* **PROBLEM TO WORK ON**
Rewrite every line of the records below as a numbered list, skipping blank lines. Leave the pictures out.

* **THE RECORDS**
──────────────────────────────
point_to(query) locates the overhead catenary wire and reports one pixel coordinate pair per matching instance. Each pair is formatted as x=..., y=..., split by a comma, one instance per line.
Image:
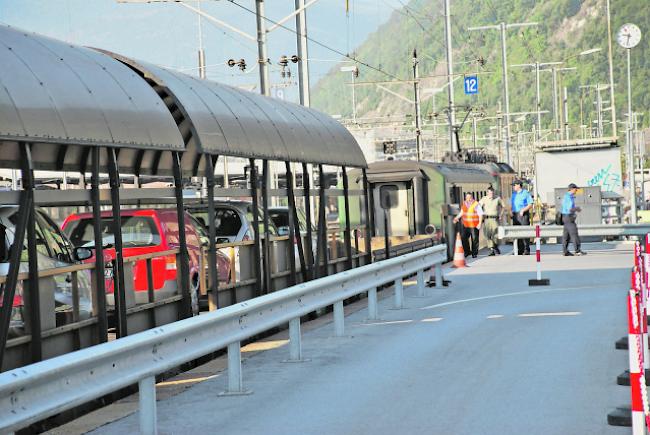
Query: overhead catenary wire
x=320, y=44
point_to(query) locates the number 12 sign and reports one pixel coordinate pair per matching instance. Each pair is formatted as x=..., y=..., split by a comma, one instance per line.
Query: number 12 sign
x=471, y=85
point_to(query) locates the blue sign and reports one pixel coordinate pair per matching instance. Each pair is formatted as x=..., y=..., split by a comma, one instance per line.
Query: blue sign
x=471, y=85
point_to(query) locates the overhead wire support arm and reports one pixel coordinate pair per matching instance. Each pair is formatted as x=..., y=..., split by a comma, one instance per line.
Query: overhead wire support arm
x=288, y=17
x=503, y=27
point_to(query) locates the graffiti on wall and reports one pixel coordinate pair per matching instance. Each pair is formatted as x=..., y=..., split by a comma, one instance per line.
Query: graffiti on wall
x=606, y=178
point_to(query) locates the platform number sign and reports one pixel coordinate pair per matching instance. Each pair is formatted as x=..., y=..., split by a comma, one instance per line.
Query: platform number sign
x=471, y=85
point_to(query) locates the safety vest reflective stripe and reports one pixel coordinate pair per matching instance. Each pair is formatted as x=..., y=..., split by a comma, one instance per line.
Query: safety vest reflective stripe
x=470, y=216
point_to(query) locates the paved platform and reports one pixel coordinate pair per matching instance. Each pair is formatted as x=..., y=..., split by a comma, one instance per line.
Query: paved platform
x=487, y=355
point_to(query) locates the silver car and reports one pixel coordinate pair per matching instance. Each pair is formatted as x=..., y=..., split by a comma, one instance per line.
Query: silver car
x=54, y=250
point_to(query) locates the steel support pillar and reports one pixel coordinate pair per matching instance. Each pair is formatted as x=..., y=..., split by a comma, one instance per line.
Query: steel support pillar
x=306, y=187
x=256, y=228
x=268, y=282
x=9, y=288
x=294, y=230
x=213, y=270
x=370, y=215
x=31, y=292
x=184, y=268
x=348, y=229
x=322, y=226
x=119, y=287
x=100, y=267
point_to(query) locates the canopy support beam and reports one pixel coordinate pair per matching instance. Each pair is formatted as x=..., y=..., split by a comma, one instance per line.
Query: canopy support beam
x=306, y=186
x=256, y=227
x=184, y=269
x=100, y=267
x=119, y=284
x=213, y=270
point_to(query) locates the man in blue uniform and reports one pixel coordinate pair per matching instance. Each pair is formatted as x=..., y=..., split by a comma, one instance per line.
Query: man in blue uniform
──────────────────────────────
* **RESULT**
1. point_to(query) locates the overhead catenary wire and reports one pixel coordinate pair per matching instance. Each pair is formatted as x=..., y=..., split by a comma, one instance per line.
2. Image:
3. Query: overhead catenary wire
4. x=320, y=44
5. point_to(query) locates the number 12 sign and reports one pixel coordinate pair per matching instance. Each pair is formatted as x=..., y=..., split by a comma, one instance per line.
6. Query: number 12 sign
7. x=471, y=85
8. point_to(query) locates the blue sign and reports one pixel coordinate pair per matching instance. Each pair is formatted as x=..., y=..., split by a comma, one instance per line.
9. Query: blue sign
10. x=471, y=85
11. point_to(query) locates the overhead wire support arm and reports one pixel coordinate pair per matching instance. Each pair is formatted as x=..., y=..., split by a comma, one instance per line.
12. Query: overhead wire support arm
13. x=288, y=17
14. x=503, y=27
15. point_to(query) locates the graffiti on wall and reports one pixel coordinate pair per matching instance. Each pair is formatted as x=..., y=..., split by a comma, one instance per line.
16. Query: graffiti on wall
17. x=606, y=178
18. point_to(query) locates the platform number sign and reports one pixel coordinate pair per matching instance. Each pair is formatted as x=..., y=..., split by a comma, one instance per line.
19. Query: platform number sign
20. x=471, y=85
21. point_to(query) locates the safety vest reflective stripe and reports one pixel coordinate pair per matching instance. Each pair is formatted as x=..., y=..., split by a comma, one instance per line.
22. Query: safety vest reflective stripe
23. x=470, y=216
24. point_to(query) locates the paved platform and reports one pixel coordinate pair per matching instance. Each pair is formatted as x=..., y=..., split by a comma, one instance per line.
25. Query: paved platform
26. x=487, y=355
27. point_to(query) locates the silver car and reports one pixel coordinate pair per matching instance. Each pair is formatted as x=..., y=..., split by a comma, one instance per line.
28. Query: silver car
29. x=54, y=250
30. point_to(query) locates the steel support pillar and reports one pixel coordinate pair per matching instance. Each pair is formatted as x=..., y=..., split by a comma, one instance per line.
31. Query: steel support pillar
32. x=306, y=187
33. x=256, y=228
34. x=268, y=282
35. x=9, y=288
36. x=294, y=230
37. x=213, y=270
38. x=370, y=215
39. x=31, y=292
40. x=184, y=268
41. x=348, y=229
42. x=322, y=226
43. x=119, y=287
44. x=100, y=267
45. point_to(query) locates the canopy support beam and reports one pixel coordinate pair per matching instance. Each pair is formatted as x=..., y=..., split by a comma, one instance per line.
46. Query: canopy support beam
47. x=306, y=186
48. x=256, y=227
49. x=184, y=269
50. x=100, y=267
51. x=119, y=284
52. x=213, y=270
53. point_to(query) locates the man in blue uniform and reports one pixel coordinate pair per matching instance. Each pair is formatted as x=..., y=..., split by a comma, one instance per line.
54. Query: man in blue uniform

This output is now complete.